NYC Office Space for Lease
New York City is the most populous and densely populated city in the United States, with nearly 9 million residents distributed over 300 square miles. NYC is a global hub for culture, art, media, commerce, finance, advertising, legal services, accounting, insurance, entertainment, transit, international diplomacy, tourism, and technology.
With nearly 24 million people living in the metro area and more than 800 languages spoken, the city is a hub for local and international businesses. If the New York City metro area were its own country, its GDP would rank among the 20 largest in the world.
With businesses ranging from sole proprietorships to multinational firms, there is more than 500 million square feet of NYC office space to accommodate all sizes and budgets. Feel free to filter our real-time listings by neighborhood and number of employees, and check out the rest of our city guide for everything else you need to know about finding NYC office space.
Office Space NYC | Lease Data and Trends
Based on publicly available Q2 2018 commercial real estate leasing data, the average NYC office space costs around $75 per square foot to lease, and units in Class A buildings rent for around $84 per square foot. For businesses looking for more budget-friendly options, there is more than 150 million square feet of Class B office space for rent. In NYC, the average asking rent for these spaces is slightly less than $60 per square foot.

#### Provided material
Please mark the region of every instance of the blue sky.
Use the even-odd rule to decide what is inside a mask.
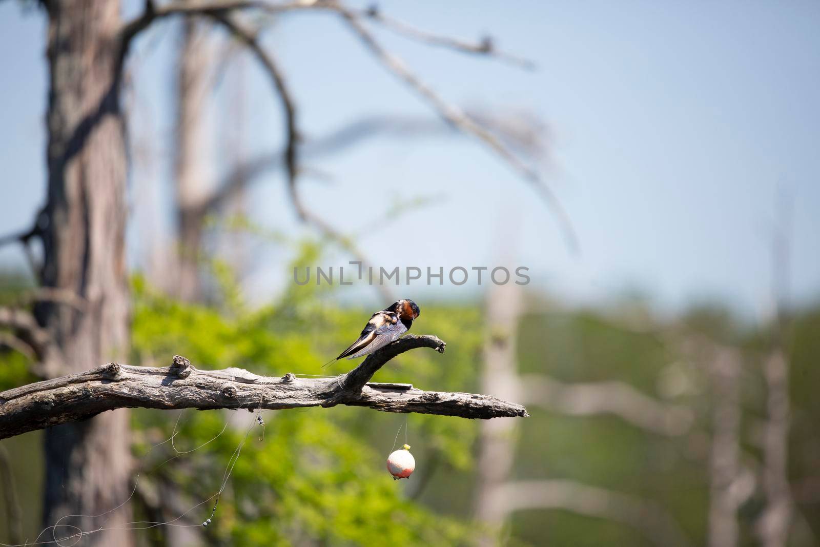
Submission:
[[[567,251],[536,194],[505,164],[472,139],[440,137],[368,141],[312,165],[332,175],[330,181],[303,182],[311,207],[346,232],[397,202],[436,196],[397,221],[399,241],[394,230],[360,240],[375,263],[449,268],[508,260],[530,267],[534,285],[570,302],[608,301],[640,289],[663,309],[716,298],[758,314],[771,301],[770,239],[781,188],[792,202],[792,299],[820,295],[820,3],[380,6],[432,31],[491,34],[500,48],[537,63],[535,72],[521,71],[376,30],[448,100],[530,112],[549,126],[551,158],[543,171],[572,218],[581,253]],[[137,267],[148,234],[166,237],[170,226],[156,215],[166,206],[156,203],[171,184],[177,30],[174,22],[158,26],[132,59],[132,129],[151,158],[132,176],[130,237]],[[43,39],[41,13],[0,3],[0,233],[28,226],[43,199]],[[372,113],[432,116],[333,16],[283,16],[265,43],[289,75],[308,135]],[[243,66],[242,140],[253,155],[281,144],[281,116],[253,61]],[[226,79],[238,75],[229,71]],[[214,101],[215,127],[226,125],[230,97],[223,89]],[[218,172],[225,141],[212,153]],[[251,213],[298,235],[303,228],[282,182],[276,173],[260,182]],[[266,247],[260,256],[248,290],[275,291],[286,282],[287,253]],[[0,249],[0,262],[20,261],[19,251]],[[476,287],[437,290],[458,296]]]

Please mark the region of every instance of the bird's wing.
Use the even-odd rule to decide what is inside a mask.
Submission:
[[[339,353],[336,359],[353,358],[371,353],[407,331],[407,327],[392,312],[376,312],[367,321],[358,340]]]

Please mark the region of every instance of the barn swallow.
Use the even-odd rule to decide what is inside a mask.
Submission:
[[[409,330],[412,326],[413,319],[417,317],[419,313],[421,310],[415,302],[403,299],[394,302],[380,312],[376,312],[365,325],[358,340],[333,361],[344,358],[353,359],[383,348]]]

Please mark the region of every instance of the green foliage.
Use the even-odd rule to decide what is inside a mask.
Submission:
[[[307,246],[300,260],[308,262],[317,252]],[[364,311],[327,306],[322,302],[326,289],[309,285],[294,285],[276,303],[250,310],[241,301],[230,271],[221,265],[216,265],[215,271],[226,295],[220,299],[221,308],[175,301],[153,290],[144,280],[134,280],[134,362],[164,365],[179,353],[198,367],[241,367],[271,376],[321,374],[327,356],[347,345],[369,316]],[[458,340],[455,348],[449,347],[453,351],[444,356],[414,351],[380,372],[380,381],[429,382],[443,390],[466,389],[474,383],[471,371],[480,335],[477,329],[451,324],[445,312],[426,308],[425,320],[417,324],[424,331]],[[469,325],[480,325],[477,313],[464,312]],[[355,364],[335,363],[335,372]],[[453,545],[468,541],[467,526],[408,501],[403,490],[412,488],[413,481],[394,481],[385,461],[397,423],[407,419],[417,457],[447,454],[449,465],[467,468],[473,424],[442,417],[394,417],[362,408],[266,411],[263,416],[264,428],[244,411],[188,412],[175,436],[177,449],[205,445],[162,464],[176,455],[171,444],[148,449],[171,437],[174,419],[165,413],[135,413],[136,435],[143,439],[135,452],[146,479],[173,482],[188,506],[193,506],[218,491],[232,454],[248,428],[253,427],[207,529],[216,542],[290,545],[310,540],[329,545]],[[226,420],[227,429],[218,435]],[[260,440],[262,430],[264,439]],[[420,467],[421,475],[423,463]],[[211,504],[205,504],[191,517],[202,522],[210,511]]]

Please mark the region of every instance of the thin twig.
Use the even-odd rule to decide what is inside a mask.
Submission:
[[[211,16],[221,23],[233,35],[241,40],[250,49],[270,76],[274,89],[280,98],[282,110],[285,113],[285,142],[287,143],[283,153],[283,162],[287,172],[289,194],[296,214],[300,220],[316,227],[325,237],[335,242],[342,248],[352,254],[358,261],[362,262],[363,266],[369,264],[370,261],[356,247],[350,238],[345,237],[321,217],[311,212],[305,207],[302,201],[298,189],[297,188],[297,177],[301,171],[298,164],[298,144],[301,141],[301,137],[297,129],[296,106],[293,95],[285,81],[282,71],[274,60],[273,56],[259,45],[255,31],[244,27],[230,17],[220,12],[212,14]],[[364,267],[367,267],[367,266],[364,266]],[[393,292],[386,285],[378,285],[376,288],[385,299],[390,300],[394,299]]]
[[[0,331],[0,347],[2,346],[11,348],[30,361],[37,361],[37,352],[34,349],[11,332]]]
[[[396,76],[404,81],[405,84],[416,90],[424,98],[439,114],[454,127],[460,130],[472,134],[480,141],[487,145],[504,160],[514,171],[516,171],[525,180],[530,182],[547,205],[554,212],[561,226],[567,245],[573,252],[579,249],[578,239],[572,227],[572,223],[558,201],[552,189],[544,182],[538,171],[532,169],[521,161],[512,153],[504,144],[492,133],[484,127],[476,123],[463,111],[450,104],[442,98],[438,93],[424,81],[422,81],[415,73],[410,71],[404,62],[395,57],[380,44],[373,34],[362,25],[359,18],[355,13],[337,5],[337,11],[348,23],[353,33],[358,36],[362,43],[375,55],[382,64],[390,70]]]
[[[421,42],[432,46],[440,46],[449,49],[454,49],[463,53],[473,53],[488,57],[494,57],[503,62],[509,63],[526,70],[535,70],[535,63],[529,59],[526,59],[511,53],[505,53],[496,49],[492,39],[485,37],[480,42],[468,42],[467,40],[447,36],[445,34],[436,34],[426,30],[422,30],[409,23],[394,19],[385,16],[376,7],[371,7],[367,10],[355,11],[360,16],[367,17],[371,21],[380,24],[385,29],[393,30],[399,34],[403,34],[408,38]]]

#### Required action 1
Answer these questions using the NYC office space text, one line each:
(a) How many residents does New York City have?
(b) What is the approximate lease cost per square foot for units in Class A buildings?
(c) How much Class B office space is available for rent?
#### Required action 2
Summarize the NYC office space text in two sentences.
#### Required action 3
Continue the NYC office space text from the point where it ends.

#### Task output 1
(a) Nearly 9 million.
(b) Around $84 per square foot.
(c) More than 150 million square feet.

#### Task output 2
New York City has nearly 9 million residents, its metro area holds nearly 24 million people, and it is a global hub for many industries, with more than 500 million square feet of office space for businesses of all sizes. Q2 2018 leasing data puts average NYC office space at around $75 per square foot, Class A units at about $84, and Class B space, of which there is more than 150 million square feet, at slightly under $60.

#### Task output 3
According to a recent report from Jones Lang LaSalle, there is around 450 million square feet of office space in Manhattan alone, and about 20 million square feet under construction. Nearly half of this new construction is part of the Hudson Yards project.
Between Brooklyn and Long Island City, there is an additional 45+ million square feet of office space, with average lease prices of slightly more than $40 per square foot. This makes New York City the largest commercial real estate market in the United States, ahead of other major cities such as Chicago, Washington, D.C., Los Angeles, San Francisco, Houston, and Dallas–Fort Worth.
What Our Brokers Say About NYC Office Space
Q2 2018 saw a nearly 40 percent increase in commercial real estate leasing activity from Q1, driven by tenants from a diverse array of industries. The city’s vacancy rate declined for the sixth straight quarter, with a mix of major lease signings and a continued healthy local economy driving growth across the board. Midtown South leasing is currently on track to reach its highest annual total since 2014.
Demand and competition are high, so while lease prices are always going to be high in New York, it is a favorable environment to get lease concessions from landlords, for tenant improvements or added lease perks.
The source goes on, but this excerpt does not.